→ **Data to process**
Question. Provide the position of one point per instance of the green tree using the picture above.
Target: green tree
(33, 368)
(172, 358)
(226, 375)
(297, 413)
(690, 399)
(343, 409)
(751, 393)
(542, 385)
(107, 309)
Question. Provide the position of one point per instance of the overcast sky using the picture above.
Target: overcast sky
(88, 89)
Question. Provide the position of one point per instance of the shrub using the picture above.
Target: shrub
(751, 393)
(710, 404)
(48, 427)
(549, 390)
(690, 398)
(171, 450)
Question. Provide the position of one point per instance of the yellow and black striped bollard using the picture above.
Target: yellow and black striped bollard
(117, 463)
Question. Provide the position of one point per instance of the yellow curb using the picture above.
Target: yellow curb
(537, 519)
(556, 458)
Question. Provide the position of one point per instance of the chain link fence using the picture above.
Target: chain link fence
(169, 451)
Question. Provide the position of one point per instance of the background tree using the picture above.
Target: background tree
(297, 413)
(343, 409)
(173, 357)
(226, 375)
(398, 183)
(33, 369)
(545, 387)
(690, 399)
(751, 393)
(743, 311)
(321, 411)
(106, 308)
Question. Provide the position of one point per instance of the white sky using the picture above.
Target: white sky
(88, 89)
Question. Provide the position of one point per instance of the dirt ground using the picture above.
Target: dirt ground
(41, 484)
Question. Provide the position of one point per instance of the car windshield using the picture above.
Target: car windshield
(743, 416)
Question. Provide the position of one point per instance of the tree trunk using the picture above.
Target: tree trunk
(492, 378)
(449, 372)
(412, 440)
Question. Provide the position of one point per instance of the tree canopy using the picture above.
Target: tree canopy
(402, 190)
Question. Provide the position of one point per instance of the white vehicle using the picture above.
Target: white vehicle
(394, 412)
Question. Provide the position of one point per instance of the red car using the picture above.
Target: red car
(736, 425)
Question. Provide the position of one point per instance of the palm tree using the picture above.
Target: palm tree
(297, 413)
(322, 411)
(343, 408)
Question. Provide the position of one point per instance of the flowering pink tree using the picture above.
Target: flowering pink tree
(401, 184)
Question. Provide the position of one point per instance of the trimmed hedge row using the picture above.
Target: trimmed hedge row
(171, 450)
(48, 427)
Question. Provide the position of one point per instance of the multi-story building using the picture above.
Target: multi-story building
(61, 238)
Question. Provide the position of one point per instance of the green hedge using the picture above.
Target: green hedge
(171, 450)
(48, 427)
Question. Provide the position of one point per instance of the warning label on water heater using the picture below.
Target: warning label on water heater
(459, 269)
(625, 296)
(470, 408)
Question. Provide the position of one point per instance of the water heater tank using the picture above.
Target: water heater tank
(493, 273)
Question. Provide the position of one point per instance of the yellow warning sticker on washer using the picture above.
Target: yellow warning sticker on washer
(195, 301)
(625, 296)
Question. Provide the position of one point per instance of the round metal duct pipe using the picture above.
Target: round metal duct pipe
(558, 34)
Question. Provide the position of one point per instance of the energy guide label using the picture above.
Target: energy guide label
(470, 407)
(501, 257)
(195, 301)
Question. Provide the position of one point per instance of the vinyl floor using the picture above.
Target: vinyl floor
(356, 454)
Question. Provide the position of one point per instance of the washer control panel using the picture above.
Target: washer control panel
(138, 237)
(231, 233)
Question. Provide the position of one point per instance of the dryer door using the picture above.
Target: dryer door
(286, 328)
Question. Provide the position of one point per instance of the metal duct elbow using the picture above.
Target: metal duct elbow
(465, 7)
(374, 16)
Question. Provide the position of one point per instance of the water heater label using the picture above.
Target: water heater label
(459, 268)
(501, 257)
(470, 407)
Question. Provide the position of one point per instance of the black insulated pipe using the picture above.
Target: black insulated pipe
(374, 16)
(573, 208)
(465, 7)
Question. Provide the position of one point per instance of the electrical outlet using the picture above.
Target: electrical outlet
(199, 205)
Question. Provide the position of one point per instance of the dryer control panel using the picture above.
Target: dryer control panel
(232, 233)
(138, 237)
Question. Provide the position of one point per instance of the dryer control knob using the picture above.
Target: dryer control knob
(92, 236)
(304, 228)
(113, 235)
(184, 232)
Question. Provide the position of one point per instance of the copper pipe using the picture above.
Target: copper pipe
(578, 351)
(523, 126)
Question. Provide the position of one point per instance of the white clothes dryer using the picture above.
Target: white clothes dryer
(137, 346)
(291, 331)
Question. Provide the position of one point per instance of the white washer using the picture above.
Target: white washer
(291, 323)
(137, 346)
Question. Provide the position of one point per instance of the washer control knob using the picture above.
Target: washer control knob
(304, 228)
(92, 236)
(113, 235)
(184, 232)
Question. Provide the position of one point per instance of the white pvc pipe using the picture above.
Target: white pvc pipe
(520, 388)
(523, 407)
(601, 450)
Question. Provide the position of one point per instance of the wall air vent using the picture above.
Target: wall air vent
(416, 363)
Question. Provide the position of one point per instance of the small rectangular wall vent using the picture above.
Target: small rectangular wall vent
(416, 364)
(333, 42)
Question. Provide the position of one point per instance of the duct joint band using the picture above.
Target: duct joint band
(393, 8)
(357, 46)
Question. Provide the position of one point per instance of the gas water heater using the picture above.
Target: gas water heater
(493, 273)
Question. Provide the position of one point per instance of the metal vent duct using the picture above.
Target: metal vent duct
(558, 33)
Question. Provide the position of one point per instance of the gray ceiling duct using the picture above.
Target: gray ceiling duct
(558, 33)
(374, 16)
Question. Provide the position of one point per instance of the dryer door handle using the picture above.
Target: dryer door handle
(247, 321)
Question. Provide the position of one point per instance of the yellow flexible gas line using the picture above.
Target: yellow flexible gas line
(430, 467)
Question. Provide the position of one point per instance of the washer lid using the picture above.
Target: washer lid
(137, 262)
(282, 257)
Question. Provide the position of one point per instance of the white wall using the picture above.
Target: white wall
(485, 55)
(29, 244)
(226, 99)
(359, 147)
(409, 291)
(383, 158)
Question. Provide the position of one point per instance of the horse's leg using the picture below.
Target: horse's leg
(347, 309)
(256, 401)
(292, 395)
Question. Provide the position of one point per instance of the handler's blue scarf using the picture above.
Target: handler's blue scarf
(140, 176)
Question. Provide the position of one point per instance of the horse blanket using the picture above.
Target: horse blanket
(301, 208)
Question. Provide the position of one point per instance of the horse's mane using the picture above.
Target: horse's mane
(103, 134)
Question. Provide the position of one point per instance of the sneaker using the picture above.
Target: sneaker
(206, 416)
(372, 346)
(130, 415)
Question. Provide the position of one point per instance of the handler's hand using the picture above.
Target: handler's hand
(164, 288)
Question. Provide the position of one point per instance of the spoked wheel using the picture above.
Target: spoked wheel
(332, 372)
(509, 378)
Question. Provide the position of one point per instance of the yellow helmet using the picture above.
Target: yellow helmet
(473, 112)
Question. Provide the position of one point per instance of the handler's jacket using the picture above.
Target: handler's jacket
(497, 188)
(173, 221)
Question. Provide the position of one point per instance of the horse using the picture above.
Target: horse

→ **Task directions**
Repeat the material above in full, quoting it exactly.

→ **Solution to this task**
Question. Provide the position of one point per instance of the green tree using the picture above.
Target: green tree
(33, 368)
(172, 358)
(226, 375)
(297, 413)
(690, 399)
(343, 409)
(751, 393)
(542, 385)
(107, 309)
Question. Provide the position of one point per instance of the overcast sky using the picture above.
Target: overcast sky
(88, 89)
Question. Provide the position of one point per instance of the shrub using the picture above.
Target: shrub
(751, 393)
(710, 404)
(48, 427)
(549, 390)
(690, 398)
(171, 450)
Question. Provide the position of one point per instance of the yellow and black striped bollard using the picture above.
Target: yellow and black striped bollard
(117, 463)
Question. Provide the position of one point per instance of the yellow curb using the picture above.
Target: yellow curb
(537, 519)
(556, 458)
Question. Provide the position of one point per instance of the chain link fence using the picture above.
Target: chain link fence
(169, 451)
Question. Provide the position of one point per instance of the background tree using the picture above.
Target: background tree
(297, 413)
(343, 409)
(173, 357)
(226, 375)
(398, 183)
(33, 369)
(545, 387)
(690, 399)
(751, 393)
(743, 311)
(321, 411)
(106, 308)
Question. Provide the position of one point per instance of the white sky using the picture above.
Target: white sky
(88, 89)
Question. Provide the position of one point per instance of the dirt ground using the picture above.
Target: dirt ground
(41, 484)
Question. Provide the position of one point per instance of the car windshield using the picture above.
Target: car windshield
(743, 416)
Question. Provide the position of one point per instance of the tree trunk using the picture above.
Target: tree trunk
(492, 378)
(449, 372)
(412, 440)
Question. Provide the position of one point per instance of the tree canopy using the picture above.
Target: tree canopy
(402, 190)
Question. Provide the position of one point per instance of the white vehicle using the picture above.
Target: white vehicle
(394, 412)
Question. Provide the position of one point per instance of the red car using the picture above.
Target: red car
(736, 425)
Question. Provide the position of one point per instance of the palm tree using the picture above.
Target: palm tree
(297, 413)
(322, 411)
(343, 408)
Question. Provide the position of one point per instance of the flowering pink tree using the picture above.
Target: flowering pink tree
(401, 184)
Question. Provide the position of one point per instance of the trimmed hedge row using the picture above.
Target: trimmed hedge row
(171, 450)
(48, 427)
Question. Provide the position of one point per instance of the multi-story building using the picture above.
Target: multi-story building
(61, 238)
Question. Provide the position of one point per instance of the green hedge using the picture above.
Target: green hedge
(171, 450)
(48, 427)
Question. Provide the position of one point per instance of the warning label on water heater using the picture below.
Target: warning label on water heater
(459, 269)
(625, 296)
(470, 408)
Question. Provide the position of one point per instance of the water heater tank using the picture above.
Target: water heater tank
(493, 273)
Question. Provide the position of one point per instance of the yellow warning sticker on washer using the picture above.
Target: yellow warning sticker on washer
(195, 301)
(625, 296)
Question. Provide the position of one point per instance of the round metal duct pipe using the picture above.
Target: round metal duct pipe
(558, 34)
Question. Provide the position of one point per instance of the energy guide label using the picture above.
Target: energy guide label
(470, 407)
(501, 257)
(195, 301)
Question. Provide the position of one point per instance of the vinyl floor using the picture above.
Target: vinyl floor
(356, 454)
Question. Provide the position of one point per instance of the washer control panel using the picture above.
Target: washer control panel
(138, 237)
(231, 233)
Question. Provide the position of one point per instance of the dryer door using the picture above.
Target: dryer door
(286, 328)
Question. Provide the position of one point per instance of the metal duct elbow using the picture above.
Target: metal duct elbow
(465, 7)
(374, 16)
Question. Provide the position of one point per instance of the water heater label using the picture above.
Target: water heater label
(459, 268)
(501, 257)
(470, 407)
Question. Provide the position of one point per instance of the black insulated pipe using the picture above.
Target: black insulated pipe
(374, 16)
(573, 208)
(465, 7)
Question. Provide the position of one point per instance of the electrical outlet using the picture above.
Target: electrical outlet
(199, 205)
Question. Provide the position of one point per instance of the dryer control panel using the picture above.
Target: dryer control panel
(232, 233)
(138, 237)
Question. Provide the position of one point per instance of the dryer control knob using the picture above.
Target: dryer control knob
(92, 236)
(304, 228)
(113, 235)
(184, 232)
Question. Provide the position of one point per instance of the copper pipe using the picture above.
Target: copper pipe
(578, 351)
(523, 126)
Question. Provide the position of one point per instance of the white clothes dryer using the picture above.
Target: white clothes dryer
(137, 346)
(291, 331)
Question. Provide the position of one point per instance of the white washer using the picture above.
Target: white washer
(291, 323)
(137, 346)
Question. Provide the position of one point per instance of the washer control knob using the picture above.
Target: washer control knob
(304, 228)
(92, 236)
(113, 235)
(184, 232)
Question. Provide the position of one point per instance of the white pvc pipe using the picture above.
Target: white pvc pipe
(520, 388)
(523, 407)
(601, 450)
Question. Provide the position of one point per instance of the wall air vent using the picture above.
Target: wall air vent
(416, 363)
Question. Provide the position of one point per instance of the small rectangular wall vent using the picture above.
Target: small rectangular wall vent
(416, 364)
(333, 42)
Question. Provide the position of one point per instance of the duct joint band using the picture above.
Target: duct joint band
(393, 8)
(357, 46)
Question. Provide the position of one point per instance of the gas water heater using the picture above.
Target: gas water heater
(493, 273)
Question. Provide the position of one point per instance of the metal vent duct using the picture above.
Target: metal vent duct
(558, 33)
Question. Provide the position of one point per instance of the gray ceiling duct using the picture above.
Target: gray ceiling duct
(558, 33)
(374, 16)
Question. Provide the position of one point per instance of the dryer door handle using the picture above.
Target: dryer door handle
(247, 321)
Question. Provide the position of one point per instance of the yellow flexible gas line using the picture above.
Target: yellow flexible gas line
(430, 467)
Question. Provide the position of one point per instance of the washer lid using the picture above.
Target: washer lid
(137, 262)
(282, 257)
Question. Provide the position of one point per instance of the white wall using the picture above.
Target: white wall
(485, 55)
(29, 244)
(226, 99)
(359, 147)
(409, 291)
(383, 158)
Question. Provide the position of one point per instance of the horse's leg using the picture below.
Target: horse's leg
(347, 309)
(256, 401)
(292, 395)
Question. Provide the position of one point per instance of the handler's blue scarf using the picture above.
Target: handler's blue scarf
(140, 176)
Question. Provide the position of one point per instance of the horse blanket using the picture above.
Target: horse blanket
(301, 208)
Question. Provide the position of one point per instance of the horse's mane using the picture above.
Target: horse's mane
(103, 134)
Question. Provide the position of one point per instance of the sneaker using the picture above.
Target: sneaker
(206, 416)
(372, 346)
(130, 415)
Question. Provide the position of one point per instance of the handler's hand using the picture above.
Target: handler's hand
(164, 288)
Question. Provide the position of one point per instance of the spoked wheel using the picture above.
Target: spoked wheel
(332, 372)
(509, 378)
Question. Provide the position of one point per instance of the yellow helmet using the picture above.
Target: yellow helmet
(473, 112)
Question. Provide the position of one point per instance of the handler's jacket using the picture above.
Target: handler's jacket
(497, 188)
(173, 221)
Question. Provide the position of one point per instance of the horse using the picture above.
Target: horse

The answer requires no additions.